EXERCISE DIRECTIONS: Find every line in the entries that holds the string "point" and report it.

DATA FOR ANALYSIS:

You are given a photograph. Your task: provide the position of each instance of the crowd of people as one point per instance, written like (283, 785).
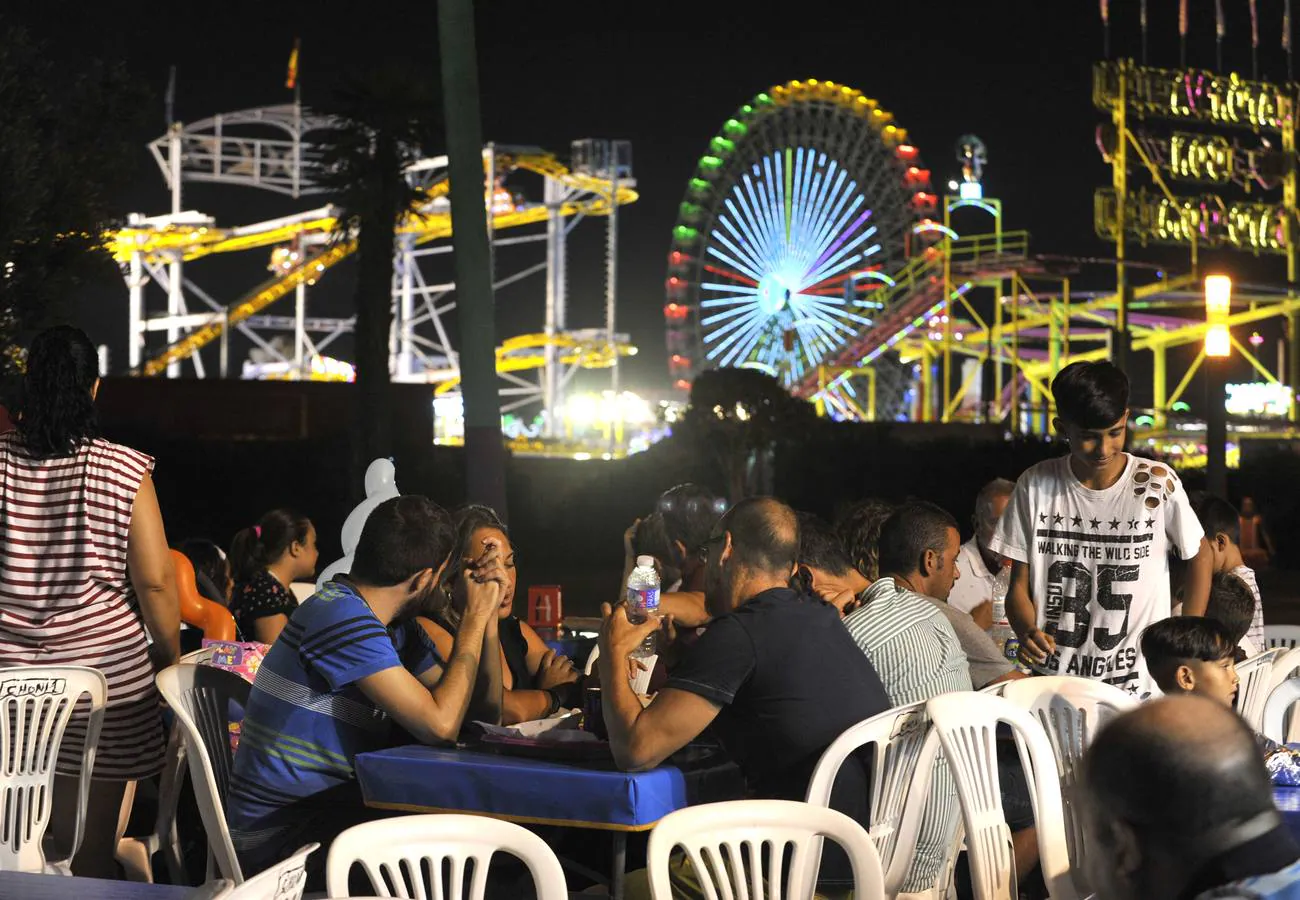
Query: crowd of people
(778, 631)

---

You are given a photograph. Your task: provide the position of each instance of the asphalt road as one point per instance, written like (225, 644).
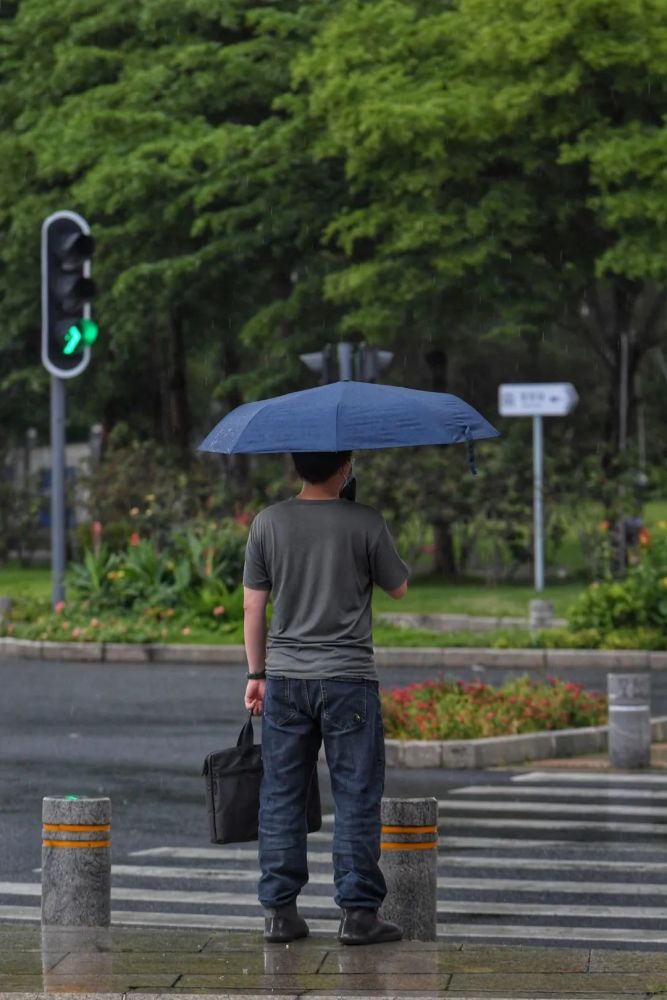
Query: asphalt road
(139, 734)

* * *

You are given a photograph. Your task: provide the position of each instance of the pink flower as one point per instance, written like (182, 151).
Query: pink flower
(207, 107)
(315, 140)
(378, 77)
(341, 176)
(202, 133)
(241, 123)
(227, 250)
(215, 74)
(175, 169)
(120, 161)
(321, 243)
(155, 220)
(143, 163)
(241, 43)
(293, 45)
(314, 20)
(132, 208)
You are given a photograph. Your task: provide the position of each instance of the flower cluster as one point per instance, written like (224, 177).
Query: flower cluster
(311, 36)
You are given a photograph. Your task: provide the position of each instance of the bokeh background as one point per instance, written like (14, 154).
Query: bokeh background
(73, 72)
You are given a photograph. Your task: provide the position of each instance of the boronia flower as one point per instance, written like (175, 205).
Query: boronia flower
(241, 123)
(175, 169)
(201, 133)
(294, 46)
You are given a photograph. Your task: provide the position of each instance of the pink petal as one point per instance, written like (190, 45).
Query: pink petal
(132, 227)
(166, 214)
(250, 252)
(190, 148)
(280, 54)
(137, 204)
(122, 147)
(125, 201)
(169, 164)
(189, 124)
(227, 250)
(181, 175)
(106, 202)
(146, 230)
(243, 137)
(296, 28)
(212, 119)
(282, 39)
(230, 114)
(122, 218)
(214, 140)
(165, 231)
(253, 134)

WRITTEN ANSWER:
You are given a photograph. Your task: provide the position of each instance of the crowd of people as one point per instance, written like (283, 785).
You are given a photograph. Your task: provide the position of each instance of the asphalt road as one point per instance, written like (225, 644).
You are given a photograph. Your task: provide the position of each instance of the pink flower as one point per instance, written like (182, 151).
You are given a photograph. Your task: provide the position of each instance of the flower cluster as one point per instance, written like (224, 177).
You are given a photograph. Your task: provide the position of each instance of the bokeh background as one point per instance, written like (14, 154).
You are given a photograph. Your task: provide the position of each instance of the boronia flower as one point per instance, written like (175, 205).
You are given a photograph. Your task: provide the position of each instance of the pink petal as one point per instance, written like (190, 45).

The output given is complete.